▶ [Task statement]: List every line of the items below that contains the word "only". Case counts.

Dataset items:
— begin —
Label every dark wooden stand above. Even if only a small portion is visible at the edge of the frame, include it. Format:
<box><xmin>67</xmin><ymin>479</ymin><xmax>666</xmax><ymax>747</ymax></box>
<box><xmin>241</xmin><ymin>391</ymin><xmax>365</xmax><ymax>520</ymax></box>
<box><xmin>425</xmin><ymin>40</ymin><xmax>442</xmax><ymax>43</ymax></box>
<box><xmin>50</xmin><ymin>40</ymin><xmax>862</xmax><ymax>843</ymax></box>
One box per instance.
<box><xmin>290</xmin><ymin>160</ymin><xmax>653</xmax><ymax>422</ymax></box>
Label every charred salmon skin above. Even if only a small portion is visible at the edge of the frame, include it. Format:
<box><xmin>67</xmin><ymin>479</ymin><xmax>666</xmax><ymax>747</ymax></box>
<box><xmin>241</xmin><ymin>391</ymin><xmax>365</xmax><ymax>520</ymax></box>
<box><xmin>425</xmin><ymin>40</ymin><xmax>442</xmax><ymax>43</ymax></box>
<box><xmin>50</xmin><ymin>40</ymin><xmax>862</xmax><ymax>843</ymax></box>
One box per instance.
— end —
▶ [Written reply]:
Label every dark wooden stand above. Even if only a small portion is visible at the edge of the frame, include it. Format:
Label every charred salmon skin above. Even if only a small portion is visible at the edge of the frame, include it. Format:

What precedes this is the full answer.